AIM
Count the lines in the records below that contain the word "virtual". Reply with the number only.

TASK DATA
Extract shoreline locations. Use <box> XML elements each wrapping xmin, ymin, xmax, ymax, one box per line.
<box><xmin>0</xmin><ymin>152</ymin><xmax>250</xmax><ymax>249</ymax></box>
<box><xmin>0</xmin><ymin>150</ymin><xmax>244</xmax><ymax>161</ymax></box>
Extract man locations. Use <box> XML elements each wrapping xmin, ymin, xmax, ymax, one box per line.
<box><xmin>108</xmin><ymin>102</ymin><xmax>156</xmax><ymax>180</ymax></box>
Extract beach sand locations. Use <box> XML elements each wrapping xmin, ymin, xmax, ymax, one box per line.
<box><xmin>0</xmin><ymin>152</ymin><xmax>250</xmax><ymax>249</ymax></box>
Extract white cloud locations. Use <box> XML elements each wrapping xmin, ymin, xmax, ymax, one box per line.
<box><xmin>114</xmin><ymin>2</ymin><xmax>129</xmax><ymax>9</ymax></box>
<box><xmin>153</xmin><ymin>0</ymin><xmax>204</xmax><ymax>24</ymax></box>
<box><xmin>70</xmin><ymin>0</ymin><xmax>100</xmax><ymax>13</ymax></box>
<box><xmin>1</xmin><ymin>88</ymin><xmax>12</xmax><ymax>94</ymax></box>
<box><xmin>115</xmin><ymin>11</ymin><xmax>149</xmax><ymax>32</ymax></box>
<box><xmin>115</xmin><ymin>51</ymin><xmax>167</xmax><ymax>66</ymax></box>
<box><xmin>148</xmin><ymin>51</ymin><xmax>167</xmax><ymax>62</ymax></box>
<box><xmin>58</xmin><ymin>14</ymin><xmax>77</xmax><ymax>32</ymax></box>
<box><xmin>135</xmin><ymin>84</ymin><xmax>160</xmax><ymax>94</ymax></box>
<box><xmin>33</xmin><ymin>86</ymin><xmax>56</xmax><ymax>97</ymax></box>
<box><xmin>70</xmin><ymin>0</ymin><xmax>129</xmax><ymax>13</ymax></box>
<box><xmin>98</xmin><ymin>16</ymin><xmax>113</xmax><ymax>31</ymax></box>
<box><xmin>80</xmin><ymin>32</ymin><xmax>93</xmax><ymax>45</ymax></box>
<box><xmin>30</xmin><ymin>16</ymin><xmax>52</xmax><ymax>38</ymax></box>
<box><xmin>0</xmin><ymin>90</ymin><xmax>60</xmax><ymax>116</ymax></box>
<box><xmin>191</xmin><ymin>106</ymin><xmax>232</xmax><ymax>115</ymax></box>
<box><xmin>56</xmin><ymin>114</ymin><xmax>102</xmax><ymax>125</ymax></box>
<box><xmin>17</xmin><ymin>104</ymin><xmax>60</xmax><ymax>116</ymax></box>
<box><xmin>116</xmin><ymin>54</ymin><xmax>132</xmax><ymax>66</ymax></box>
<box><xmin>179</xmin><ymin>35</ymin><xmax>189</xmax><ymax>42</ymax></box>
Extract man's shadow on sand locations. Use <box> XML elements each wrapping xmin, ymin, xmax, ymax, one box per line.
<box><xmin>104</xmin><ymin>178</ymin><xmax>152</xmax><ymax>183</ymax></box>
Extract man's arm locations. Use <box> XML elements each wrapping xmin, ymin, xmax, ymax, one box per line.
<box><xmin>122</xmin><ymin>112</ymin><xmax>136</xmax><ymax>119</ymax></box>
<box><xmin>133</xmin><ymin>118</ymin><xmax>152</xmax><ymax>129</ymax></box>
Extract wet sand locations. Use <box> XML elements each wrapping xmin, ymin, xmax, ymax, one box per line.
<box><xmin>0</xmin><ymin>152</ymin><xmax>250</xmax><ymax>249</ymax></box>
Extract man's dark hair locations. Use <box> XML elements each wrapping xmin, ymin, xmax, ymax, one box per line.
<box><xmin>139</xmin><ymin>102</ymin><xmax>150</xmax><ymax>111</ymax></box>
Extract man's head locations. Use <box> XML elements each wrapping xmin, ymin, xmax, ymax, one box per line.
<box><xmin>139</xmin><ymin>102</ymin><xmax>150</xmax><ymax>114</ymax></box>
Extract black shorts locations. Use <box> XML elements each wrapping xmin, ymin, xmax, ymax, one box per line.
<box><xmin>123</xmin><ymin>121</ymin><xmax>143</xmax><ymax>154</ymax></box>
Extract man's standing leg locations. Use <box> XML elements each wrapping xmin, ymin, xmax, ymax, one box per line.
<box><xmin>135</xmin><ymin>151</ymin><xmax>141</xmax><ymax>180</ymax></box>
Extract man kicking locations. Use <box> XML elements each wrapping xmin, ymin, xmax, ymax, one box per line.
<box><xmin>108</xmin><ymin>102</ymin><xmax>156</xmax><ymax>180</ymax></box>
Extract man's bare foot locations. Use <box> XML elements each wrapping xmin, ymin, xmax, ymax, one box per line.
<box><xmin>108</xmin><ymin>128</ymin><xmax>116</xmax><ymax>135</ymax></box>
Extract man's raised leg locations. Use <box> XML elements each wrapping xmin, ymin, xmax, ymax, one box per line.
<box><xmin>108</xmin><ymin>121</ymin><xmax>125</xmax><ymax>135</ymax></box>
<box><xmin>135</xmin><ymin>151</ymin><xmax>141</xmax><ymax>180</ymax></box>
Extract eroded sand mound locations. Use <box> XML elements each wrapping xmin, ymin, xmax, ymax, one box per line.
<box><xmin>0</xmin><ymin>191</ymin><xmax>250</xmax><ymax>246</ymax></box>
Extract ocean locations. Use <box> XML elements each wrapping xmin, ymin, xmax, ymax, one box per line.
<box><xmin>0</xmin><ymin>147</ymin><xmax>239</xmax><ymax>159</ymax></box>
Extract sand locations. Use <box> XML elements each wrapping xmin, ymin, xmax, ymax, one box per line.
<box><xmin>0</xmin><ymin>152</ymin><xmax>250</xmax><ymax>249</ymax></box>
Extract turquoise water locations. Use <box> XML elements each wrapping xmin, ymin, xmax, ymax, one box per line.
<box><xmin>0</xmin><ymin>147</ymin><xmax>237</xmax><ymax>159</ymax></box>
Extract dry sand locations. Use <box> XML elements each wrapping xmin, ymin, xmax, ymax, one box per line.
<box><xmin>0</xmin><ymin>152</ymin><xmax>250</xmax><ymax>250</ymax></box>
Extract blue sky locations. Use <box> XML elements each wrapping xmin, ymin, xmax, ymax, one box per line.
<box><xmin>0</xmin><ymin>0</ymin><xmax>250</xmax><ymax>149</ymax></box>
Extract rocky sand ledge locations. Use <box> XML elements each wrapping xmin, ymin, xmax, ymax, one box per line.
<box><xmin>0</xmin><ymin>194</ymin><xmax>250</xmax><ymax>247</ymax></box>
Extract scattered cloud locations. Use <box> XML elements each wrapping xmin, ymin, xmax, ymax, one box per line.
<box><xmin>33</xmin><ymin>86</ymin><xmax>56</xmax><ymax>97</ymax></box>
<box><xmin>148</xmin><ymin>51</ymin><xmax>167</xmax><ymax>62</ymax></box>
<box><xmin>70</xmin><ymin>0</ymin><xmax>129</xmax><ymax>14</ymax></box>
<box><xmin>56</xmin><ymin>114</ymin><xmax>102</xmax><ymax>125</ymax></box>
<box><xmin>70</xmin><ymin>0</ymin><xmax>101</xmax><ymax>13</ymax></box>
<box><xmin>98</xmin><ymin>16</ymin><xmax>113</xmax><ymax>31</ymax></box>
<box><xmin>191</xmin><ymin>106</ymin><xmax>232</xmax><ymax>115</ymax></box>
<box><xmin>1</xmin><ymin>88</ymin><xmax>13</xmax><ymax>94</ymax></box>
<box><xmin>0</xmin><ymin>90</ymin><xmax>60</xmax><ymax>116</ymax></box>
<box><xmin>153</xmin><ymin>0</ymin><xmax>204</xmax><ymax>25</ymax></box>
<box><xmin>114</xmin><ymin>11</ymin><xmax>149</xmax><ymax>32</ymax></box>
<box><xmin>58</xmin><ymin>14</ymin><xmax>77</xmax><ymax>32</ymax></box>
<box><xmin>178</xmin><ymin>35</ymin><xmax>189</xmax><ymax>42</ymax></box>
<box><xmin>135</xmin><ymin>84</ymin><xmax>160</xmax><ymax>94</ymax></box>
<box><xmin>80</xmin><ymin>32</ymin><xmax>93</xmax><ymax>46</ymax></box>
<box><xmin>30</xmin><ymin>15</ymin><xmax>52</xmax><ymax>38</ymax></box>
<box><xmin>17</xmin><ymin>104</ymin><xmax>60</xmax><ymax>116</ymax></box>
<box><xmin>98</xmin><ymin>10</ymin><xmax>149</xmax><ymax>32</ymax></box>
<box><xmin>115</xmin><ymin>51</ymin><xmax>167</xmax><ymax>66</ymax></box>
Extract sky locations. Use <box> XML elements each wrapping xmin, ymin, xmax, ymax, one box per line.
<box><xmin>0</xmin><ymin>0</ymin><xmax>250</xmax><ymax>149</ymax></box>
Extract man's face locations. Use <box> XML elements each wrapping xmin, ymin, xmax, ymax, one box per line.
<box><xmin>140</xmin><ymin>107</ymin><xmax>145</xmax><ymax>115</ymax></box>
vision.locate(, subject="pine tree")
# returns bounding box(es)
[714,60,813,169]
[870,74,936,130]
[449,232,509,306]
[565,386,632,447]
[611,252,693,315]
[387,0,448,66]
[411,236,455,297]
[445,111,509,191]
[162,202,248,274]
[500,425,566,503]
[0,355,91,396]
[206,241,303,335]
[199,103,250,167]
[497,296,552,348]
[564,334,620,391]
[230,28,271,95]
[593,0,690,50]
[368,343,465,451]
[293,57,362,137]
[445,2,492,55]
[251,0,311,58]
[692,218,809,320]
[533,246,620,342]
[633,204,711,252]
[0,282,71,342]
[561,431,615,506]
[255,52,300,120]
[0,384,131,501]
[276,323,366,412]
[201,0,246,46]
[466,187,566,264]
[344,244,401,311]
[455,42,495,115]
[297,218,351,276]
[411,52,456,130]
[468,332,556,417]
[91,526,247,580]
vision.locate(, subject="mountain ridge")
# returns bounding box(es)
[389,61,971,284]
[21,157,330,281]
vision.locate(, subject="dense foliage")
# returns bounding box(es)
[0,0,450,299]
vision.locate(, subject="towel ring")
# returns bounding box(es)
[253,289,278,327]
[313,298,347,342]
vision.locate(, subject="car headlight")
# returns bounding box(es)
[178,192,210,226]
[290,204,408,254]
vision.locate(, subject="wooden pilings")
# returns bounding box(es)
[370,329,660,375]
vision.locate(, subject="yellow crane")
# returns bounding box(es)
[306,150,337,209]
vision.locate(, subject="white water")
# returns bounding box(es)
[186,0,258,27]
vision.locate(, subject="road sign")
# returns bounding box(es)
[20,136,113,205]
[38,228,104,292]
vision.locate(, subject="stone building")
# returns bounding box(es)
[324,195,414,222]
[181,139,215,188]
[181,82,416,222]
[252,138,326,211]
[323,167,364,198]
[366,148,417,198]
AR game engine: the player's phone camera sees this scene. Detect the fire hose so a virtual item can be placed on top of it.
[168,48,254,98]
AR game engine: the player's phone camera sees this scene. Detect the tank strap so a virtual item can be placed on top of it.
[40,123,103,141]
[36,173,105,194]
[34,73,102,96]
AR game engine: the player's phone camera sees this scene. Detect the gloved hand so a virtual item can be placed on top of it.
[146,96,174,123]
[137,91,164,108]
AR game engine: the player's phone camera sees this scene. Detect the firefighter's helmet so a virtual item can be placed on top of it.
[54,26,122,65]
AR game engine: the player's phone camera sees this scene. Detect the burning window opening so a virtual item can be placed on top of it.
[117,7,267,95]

SOLUTION TO THIS TASK
5